• TASK DETAILS: Take the line with "sorry to bother but can you detect the person skating" as the first and the last line of the data as the end. Write out both and every line between exactly, except pictures.

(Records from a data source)
Segment Open
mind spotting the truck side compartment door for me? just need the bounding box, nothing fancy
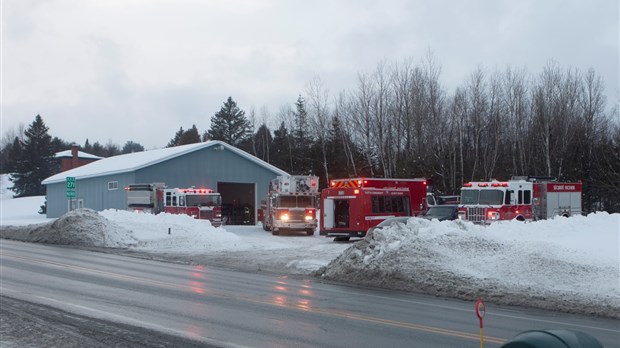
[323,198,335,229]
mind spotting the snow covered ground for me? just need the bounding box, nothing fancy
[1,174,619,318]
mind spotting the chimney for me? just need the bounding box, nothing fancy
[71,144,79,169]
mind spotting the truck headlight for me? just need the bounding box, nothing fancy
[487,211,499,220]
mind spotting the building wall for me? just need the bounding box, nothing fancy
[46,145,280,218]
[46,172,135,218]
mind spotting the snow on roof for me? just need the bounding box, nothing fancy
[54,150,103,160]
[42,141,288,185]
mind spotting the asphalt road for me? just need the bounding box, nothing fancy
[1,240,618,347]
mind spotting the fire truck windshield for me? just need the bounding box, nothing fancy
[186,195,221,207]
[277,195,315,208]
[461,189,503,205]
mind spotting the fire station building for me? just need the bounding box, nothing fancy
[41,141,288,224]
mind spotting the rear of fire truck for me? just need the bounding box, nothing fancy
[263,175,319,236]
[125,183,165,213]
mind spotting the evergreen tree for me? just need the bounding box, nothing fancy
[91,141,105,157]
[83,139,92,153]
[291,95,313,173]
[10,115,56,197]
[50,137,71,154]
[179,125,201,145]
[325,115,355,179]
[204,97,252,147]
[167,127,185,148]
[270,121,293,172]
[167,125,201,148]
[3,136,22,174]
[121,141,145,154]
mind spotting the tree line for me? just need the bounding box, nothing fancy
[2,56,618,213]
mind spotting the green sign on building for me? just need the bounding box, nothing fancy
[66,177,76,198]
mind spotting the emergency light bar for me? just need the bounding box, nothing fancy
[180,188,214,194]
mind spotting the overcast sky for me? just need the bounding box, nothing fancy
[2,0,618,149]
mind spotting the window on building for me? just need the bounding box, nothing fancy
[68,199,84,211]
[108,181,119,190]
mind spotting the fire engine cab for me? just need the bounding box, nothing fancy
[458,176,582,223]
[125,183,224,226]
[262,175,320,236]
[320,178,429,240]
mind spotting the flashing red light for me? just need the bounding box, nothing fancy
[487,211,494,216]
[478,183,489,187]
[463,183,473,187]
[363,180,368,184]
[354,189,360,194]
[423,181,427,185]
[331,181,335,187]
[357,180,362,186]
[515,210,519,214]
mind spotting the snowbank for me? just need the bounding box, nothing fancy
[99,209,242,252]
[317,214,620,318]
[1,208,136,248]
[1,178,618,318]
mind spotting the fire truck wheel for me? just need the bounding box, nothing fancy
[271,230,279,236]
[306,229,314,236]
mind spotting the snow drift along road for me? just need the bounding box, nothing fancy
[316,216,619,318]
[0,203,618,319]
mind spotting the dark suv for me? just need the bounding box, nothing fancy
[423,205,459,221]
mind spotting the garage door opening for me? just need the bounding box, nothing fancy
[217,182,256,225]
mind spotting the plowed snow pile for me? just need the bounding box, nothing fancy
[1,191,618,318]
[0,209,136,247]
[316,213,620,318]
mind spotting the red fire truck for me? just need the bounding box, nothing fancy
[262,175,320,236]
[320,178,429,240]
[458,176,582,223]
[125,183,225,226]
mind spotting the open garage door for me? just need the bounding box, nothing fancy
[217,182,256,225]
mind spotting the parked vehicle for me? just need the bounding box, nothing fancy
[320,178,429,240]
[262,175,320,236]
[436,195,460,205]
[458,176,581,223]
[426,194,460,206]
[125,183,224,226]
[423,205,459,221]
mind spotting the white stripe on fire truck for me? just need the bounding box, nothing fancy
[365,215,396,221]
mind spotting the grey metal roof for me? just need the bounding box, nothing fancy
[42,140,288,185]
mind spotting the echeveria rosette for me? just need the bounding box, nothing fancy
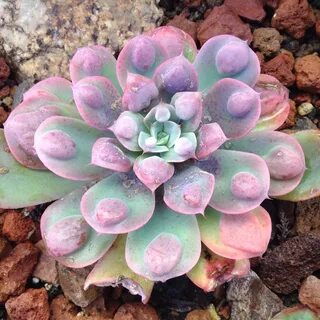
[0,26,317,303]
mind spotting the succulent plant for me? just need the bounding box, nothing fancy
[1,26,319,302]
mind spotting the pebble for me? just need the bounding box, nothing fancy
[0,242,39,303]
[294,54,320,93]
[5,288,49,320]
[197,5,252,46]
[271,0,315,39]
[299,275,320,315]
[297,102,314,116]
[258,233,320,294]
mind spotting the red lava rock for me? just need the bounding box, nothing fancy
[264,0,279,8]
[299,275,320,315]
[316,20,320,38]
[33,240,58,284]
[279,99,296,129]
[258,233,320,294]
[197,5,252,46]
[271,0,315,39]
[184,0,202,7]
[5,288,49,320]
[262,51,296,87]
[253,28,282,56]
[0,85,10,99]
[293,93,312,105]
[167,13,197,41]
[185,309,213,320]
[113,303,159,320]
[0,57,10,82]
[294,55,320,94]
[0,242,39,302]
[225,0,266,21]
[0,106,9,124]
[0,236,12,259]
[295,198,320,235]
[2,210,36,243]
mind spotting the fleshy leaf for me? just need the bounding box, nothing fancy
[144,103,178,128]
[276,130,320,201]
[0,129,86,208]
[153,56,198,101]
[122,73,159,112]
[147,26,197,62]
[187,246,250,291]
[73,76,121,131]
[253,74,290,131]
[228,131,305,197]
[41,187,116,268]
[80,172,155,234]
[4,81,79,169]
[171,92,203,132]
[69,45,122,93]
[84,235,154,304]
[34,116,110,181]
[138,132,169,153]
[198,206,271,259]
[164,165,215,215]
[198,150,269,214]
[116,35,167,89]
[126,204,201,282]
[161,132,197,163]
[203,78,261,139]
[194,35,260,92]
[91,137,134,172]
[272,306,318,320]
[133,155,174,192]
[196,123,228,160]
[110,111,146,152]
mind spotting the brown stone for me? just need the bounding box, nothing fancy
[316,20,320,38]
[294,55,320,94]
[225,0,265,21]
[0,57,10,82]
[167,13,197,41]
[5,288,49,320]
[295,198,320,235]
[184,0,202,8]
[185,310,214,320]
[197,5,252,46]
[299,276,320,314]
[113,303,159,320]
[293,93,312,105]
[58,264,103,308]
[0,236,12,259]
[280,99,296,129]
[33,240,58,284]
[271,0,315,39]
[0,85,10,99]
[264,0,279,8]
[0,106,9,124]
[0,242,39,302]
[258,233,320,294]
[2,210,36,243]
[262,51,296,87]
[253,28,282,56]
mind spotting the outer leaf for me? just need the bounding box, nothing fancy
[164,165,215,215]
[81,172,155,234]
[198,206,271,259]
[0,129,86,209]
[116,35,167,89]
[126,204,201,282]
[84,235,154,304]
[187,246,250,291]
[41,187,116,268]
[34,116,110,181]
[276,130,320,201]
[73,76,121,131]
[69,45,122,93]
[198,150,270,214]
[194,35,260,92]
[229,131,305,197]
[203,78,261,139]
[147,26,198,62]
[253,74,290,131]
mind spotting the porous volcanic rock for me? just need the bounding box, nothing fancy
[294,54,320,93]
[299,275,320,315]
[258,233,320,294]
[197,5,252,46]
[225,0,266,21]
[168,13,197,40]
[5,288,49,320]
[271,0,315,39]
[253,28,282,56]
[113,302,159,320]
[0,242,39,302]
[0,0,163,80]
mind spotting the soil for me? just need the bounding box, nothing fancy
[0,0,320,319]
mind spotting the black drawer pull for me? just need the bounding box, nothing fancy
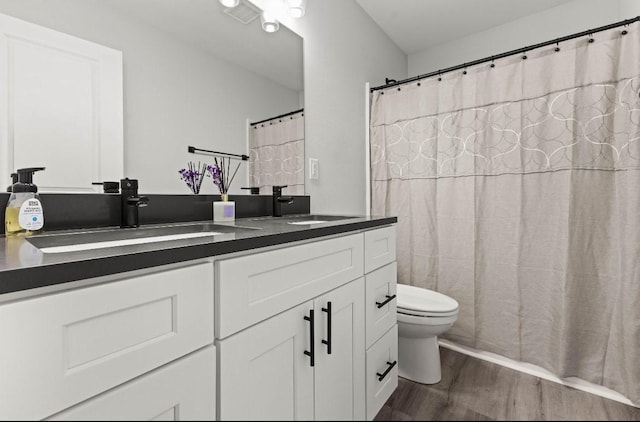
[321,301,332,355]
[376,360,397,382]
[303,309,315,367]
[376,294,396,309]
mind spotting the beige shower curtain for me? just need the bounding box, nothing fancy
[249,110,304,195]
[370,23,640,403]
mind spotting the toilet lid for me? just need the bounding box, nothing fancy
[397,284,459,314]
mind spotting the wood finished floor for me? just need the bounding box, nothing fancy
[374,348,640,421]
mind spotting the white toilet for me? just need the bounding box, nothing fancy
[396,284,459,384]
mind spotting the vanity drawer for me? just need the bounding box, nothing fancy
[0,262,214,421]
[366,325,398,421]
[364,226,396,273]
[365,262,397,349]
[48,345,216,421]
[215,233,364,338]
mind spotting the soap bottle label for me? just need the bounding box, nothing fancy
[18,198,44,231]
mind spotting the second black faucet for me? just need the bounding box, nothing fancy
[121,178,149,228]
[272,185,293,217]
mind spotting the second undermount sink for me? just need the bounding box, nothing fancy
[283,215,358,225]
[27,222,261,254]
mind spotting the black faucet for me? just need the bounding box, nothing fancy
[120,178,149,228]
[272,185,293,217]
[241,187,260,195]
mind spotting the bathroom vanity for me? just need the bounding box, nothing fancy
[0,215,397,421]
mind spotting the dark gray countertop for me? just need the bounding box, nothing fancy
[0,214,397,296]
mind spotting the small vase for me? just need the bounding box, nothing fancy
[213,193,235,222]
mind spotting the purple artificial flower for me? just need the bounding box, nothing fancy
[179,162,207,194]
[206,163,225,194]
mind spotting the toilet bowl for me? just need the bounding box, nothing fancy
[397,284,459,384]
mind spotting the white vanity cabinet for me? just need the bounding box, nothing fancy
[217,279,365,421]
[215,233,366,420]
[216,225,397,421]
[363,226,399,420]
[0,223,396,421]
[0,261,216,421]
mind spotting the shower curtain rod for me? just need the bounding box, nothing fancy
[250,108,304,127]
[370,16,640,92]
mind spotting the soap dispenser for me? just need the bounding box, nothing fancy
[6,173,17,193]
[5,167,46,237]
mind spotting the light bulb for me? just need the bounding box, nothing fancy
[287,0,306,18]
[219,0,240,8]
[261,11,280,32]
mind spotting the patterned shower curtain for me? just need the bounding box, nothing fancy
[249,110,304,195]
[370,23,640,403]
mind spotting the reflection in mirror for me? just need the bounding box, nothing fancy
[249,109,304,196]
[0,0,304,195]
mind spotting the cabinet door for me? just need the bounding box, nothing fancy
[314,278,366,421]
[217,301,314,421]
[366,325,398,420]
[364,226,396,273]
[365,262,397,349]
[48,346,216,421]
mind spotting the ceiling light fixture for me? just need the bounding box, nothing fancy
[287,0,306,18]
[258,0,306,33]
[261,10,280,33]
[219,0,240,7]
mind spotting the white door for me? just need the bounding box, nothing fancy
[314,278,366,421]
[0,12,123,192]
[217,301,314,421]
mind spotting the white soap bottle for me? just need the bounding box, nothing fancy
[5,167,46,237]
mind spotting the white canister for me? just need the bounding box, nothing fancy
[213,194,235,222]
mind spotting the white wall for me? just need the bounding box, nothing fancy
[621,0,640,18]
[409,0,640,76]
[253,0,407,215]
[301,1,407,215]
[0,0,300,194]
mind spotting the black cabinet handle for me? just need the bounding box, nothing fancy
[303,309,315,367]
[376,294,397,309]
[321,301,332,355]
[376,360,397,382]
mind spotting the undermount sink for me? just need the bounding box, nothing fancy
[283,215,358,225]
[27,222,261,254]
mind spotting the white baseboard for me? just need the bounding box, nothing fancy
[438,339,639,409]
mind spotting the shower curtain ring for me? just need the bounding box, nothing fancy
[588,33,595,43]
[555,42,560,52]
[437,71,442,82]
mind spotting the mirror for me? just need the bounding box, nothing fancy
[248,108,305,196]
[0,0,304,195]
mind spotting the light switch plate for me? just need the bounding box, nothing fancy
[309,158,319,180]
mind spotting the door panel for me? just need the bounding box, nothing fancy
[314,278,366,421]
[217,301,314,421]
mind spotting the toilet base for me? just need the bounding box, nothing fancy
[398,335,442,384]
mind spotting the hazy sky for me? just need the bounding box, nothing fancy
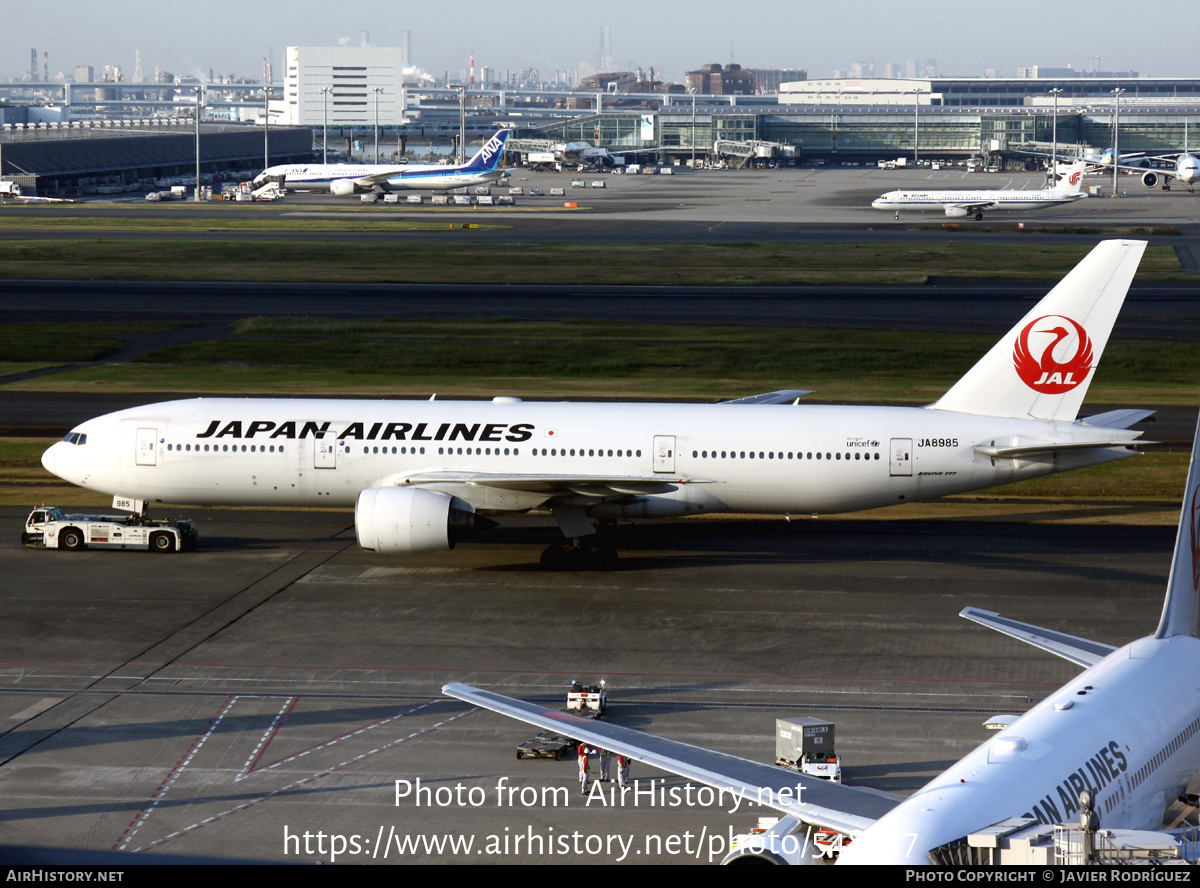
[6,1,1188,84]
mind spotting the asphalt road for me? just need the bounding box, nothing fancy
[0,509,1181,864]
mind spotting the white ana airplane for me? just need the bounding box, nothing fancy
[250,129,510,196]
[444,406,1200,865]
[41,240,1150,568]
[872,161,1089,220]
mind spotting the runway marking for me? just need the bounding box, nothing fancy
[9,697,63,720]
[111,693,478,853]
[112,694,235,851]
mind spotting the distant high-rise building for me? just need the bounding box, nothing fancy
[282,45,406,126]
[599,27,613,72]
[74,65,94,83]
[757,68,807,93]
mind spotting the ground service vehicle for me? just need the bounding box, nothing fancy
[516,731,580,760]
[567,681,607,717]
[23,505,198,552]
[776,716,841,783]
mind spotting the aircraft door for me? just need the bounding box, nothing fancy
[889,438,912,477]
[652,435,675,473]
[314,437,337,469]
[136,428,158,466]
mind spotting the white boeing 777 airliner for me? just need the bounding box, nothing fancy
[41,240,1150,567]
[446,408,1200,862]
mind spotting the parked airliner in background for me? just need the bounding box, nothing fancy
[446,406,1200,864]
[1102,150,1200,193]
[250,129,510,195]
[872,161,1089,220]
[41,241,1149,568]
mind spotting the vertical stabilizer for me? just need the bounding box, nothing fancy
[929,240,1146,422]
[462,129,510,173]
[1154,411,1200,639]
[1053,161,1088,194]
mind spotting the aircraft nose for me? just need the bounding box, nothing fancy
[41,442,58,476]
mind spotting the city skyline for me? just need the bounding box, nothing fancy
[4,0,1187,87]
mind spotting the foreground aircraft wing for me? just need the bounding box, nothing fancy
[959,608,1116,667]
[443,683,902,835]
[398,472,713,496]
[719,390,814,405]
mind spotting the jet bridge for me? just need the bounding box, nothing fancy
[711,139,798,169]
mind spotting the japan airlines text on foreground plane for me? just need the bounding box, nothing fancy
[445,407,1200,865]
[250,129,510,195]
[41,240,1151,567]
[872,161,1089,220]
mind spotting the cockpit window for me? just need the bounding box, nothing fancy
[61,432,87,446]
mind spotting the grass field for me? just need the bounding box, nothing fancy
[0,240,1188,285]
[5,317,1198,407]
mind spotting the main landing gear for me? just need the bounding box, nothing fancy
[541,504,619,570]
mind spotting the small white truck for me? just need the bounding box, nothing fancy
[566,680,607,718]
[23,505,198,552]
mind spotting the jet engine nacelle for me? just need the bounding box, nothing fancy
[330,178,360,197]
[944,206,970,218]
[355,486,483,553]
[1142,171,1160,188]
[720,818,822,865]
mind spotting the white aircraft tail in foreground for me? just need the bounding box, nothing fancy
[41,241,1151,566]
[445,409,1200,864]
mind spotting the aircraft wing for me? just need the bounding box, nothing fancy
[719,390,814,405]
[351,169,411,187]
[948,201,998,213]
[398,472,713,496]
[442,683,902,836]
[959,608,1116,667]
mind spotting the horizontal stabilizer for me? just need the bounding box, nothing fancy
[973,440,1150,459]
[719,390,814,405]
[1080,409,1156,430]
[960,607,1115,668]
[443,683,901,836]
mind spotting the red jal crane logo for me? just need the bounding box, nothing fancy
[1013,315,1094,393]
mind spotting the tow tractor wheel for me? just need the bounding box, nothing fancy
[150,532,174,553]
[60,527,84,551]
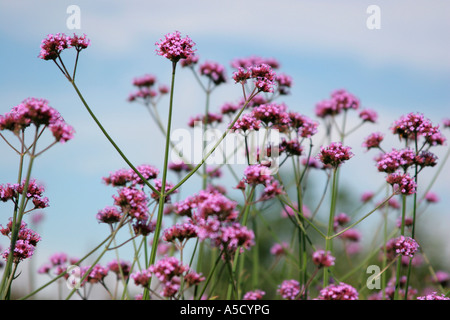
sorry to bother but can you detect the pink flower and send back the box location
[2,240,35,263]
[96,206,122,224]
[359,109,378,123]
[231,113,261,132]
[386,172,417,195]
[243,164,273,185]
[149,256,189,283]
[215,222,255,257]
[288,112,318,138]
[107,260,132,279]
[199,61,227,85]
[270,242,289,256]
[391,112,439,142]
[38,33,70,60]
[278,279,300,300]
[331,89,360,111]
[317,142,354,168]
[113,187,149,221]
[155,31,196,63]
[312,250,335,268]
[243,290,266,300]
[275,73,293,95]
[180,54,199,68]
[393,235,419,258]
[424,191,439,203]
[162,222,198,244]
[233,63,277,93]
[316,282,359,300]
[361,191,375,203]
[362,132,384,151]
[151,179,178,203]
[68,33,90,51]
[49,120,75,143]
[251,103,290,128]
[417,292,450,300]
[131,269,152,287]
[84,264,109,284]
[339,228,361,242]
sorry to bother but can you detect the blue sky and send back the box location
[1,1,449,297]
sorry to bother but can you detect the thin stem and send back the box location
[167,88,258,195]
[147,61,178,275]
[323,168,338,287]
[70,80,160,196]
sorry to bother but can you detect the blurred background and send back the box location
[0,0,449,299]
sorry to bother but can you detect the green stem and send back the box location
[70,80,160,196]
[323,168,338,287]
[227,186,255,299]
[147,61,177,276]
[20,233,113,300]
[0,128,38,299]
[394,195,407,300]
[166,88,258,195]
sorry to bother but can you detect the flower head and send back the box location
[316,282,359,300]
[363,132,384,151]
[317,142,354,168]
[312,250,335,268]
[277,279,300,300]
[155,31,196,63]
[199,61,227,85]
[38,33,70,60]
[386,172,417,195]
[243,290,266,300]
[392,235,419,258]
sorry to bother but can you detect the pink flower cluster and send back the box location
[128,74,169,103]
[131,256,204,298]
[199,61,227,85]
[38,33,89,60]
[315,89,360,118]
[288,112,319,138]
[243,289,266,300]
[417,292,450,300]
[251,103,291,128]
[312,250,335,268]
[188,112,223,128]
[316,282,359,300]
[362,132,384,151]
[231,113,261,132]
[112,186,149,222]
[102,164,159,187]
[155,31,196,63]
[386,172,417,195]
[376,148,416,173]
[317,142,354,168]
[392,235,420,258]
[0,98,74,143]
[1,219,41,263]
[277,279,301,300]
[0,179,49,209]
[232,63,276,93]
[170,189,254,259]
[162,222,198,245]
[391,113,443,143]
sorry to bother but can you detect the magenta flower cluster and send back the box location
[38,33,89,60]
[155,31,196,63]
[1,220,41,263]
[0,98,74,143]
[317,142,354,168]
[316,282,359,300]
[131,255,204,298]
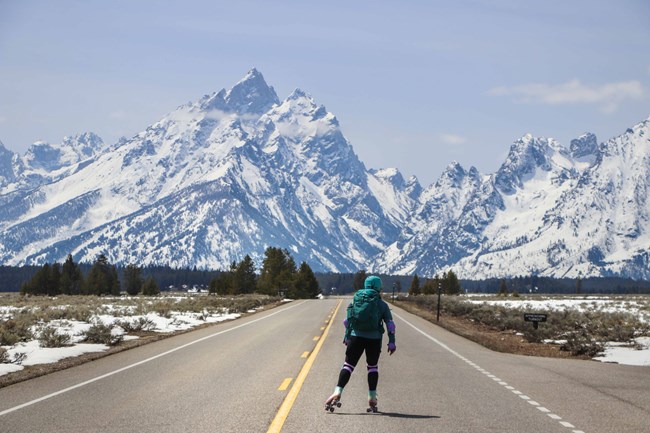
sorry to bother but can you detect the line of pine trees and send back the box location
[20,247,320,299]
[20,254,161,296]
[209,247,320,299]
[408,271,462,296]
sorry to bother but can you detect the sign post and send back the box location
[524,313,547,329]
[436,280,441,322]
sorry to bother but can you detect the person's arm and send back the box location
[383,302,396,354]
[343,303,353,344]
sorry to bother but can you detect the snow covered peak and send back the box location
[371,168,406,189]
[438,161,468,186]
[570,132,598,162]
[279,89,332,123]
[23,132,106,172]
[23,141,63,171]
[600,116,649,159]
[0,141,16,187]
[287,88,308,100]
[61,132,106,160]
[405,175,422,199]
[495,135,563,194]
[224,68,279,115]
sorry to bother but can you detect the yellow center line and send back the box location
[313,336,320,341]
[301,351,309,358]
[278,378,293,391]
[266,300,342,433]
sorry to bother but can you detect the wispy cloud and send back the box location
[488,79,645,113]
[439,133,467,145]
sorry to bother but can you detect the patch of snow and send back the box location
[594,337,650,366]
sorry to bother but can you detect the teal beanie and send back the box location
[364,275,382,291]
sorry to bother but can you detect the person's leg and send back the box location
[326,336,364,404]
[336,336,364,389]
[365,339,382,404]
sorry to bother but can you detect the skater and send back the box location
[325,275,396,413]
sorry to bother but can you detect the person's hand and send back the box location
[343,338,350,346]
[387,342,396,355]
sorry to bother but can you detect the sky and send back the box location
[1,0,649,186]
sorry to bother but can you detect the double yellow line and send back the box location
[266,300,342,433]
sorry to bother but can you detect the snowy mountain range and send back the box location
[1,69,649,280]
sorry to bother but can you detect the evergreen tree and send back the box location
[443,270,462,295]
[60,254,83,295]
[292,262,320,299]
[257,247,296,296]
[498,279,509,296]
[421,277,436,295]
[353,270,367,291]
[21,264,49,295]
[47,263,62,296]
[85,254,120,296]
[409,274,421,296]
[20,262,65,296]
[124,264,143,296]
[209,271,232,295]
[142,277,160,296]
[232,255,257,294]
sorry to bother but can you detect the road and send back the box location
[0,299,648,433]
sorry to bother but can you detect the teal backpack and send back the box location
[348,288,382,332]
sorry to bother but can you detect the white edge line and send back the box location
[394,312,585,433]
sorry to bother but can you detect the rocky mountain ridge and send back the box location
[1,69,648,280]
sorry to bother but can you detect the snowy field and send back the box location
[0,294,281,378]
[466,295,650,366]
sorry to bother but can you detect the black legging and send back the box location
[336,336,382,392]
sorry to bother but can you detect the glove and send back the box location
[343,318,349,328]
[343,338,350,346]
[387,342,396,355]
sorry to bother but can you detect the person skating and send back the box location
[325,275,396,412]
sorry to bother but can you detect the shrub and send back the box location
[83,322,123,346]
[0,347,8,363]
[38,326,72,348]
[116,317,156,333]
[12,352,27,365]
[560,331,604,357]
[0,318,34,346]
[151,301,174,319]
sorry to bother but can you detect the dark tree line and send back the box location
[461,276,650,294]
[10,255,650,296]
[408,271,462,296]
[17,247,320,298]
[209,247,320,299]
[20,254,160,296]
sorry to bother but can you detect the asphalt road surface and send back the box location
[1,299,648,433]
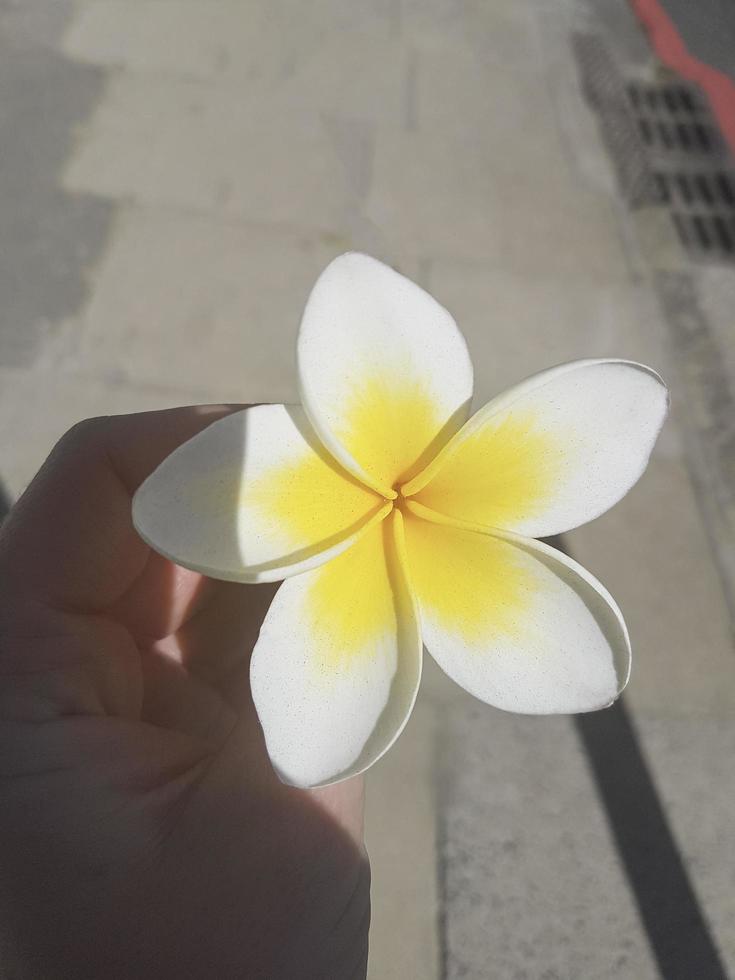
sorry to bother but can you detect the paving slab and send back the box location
Segment Closed
• COMPLETED TASK:
sorry to bother but can you detect the person skating and send back the box location
[325,275,396,412]
sorry to bother but can you detect the shrub and send back the box location
[83,322,123,346]
[0,347,8,363]
[38,326,72,348]
[116,317,156,333]
[12,352,27,365]
[560,331,604,357]
[0,318,34,346]
[151,301,174,319]
sorry to bother but can you detect the dark tree line and send back the box location
[461,276,650,294]
[10,255,650,296]
[408,271,462,296]
[17,247,320,298]
[209,247,320,299]
[20,254,160,296]
sorry to bother but can you detect the asphalt road surface and send back the box location
[1,299,648,433]
sorry to bother but can you detect the paving slab and send back the box location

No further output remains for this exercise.